## Prompt 1
In the listing below, replace "thickest part" with "widest part" in the stretch from the start of the listing through the line containing "[(917, 476), (835, 500), (459, 556)]", and give those lines back with everything else unchanged.

## Document text
** Begin **

Re: Maybe we should reduce SKIP_PAGES_THRESHOLD a bit? - Mailing list pgsql-hackers

From Peter Geoghegan
Subject Re: Maybe we should reduce SKIP_PAGES_THRESHOLD a bit?
Date
Msg-id CAH2-Wzky0C7v1i2TGkPQEaVUrZNhwdZn9nnOtNnzNceZkLjY3Q@mail.gmail.com
Whole thread Raw
In response to Re: Maybe we should reduce SKIP_PAGES_THRESHOLD a bit?  (Melanie Plageman <melanieplageman@gmail.com>)
Responses Re: Maybe we should reduce SKIP_PAGES_THRESHOLD a bit?
List pgsql-hackers
On Mon, Dec 16, 2024 at 10:37 AM Melanie Plageman
<melanieplageman@gmail.com> wrote:
> On a related note, the other day I noticed another negative effect
> caused in part by SKIP_PAGES_THRESHOLD. SKIP_PAGES_THRESHOLD interacts
> with the opportunistic freeze heuristic [1] causing lots of all-frozen
> pages to be scanned when checksums are enabled. You can easily end up
> with a table that has very fragmented ranges of frozen, all-visible,
> and modified pages. In this case, the opportunistic freeze heuristic
> bears most of the blame.

Bears most of the blame for what? Significantly reducing the total
amount of WAL written?

> However, we are not close to coming up with a
> replacement heuristic, so removing SKIP_PAGES_THRESHOLD would help.
> This wouldn't have affected your results, but it is worth considering
> more generally.

** End **

## Prompt 2
Answer these questions about the mailing list post above.
(a) Who sent the post?
(b) On what day and at what time did Melanie Plageman write the quoted message?
(c) According to the quoted message, what does SKIP_PAGES_THRESHOLD interact with?

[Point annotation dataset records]
** Begin **

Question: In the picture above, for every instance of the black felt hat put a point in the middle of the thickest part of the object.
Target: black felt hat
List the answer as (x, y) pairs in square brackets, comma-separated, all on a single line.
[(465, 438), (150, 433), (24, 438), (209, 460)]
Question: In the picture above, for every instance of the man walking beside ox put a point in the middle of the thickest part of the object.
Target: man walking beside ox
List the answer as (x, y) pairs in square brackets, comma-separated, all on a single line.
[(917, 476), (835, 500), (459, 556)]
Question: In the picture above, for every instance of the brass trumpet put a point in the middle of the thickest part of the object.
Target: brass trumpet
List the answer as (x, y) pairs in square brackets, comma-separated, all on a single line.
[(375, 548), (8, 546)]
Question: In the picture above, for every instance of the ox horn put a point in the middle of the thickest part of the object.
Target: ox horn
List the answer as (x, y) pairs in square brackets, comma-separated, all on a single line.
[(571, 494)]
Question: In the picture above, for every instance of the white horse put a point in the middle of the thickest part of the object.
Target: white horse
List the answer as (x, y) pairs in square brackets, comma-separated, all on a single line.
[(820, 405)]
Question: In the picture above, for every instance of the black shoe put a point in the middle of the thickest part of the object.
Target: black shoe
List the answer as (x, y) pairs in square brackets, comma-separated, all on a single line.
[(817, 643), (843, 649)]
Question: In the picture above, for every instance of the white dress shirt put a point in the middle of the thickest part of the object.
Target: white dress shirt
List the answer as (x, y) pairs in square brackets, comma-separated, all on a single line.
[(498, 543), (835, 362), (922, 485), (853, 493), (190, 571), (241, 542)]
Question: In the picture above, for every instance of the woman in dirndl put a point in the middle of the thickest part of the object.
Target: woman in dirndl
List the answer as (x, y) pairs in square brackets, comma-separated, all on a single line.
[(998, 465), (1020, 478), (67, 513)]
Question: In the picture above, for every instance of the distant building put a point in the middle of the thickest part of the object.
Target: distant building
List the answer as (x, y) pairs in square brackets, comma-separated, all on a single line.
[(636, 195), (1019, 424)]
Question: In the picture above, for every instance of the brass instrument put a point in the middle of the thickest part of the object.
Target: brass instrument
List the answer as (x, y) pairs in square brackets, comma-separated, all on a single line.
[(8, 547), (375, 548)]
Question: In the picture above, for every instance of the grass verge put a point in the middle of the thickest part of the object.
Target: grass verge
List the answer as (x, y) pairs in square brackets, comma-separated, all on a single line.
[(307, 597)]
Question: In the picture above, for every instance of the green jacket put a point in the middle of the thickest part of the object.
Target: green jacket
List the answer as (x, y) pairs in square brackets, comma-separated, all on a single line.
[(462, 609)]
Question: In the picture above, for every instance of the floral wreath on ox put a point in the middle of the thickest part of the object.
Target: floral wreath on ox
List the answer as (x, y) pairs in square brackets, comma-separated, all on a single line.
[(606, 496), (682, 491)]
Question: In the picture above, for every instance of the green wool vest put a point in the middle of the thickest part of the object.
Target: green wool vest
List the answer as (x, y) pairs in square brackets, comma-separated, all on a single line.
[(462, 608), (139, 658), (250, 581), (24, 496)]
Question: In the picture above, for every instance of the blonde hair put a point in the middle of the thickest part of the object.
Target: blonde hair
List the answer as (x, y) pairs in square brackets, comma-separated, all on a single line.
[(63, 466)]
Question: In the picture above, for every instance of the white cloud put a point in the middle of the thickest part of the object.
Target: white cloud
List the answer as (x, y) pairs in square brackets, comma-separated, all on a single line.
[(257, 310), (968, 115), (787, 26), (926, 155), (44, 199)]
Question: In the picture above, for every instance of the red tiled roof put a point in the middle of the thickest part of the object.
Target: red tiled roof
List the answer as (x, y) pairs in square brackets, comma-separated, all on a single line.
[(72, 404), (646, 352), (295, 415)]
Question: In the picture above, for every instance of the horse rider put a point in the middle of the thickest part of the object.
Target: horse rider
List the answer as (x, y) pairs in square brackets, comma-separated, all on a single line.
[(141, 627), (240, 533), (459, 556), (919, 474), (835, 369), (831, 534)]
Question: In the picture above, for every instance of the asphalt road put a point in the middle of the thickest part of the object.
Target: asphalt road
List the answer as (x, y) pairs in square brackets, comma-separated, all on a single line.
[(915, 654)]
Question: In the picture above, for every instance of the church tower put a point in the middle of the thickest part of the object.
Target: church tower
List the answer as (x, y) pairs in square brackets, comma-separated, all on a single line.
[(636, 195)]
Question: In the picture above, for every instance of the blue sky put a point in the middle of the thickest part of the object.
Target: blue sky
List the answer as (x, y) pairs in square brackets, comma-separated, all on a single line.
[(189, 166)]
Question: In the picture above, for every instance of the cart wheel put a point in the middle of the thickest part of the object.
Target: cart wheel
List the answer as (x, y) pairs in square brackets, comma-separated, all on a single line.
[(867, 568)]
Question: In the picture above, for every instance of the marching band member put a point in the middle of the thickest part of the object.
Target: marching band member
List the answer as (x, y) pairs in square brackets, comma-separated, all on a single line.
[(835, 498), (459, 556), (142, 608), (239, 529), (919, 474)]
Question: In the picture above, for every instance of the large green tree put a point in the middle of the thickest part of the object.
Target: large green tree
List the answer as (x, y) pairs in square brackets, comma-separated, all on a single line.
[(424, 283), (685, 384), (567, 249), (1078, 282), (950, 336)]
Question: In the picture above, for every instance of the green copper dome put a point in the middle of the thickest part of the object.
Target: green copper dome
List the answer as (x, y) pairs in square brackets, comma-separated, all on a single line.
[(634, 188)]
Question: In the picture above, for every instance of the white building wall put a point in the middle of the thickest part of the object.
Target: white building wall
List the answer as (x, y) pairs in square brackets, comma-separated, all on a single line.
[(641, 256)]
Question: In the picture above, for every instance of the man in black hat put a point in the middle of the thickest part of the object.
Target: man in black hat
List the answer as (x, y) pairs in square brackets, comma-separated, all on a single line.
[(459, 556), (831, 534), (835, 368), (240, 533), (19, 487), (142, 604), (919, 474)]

** End **

## Right answer 1
Question: In the picture above, for every instance of the black felt hat put a point in the middle of the widest part of the object.
Target: black felt hat
List the answer as (x, y) pairs in square brackets, comma-separated, all on a single line.
[(465, 438), (150, 433), (24, 438), (209, 460)]
Question: In the picture above, for every instance of the man walking beside ox put a point in the middle of the widest part of the object.
Target: man walking beside ox
List the answer as (x, y) pairs in square brackets, comma-separated, all on a single line.
[(917, 476), (835, 500), (459, 556)]

## Right answer 2
(a) Peter Geoghegan
(b) Monday, December 16, 2024, at 10:37 AM
(c) The opportunistic freeze heuristic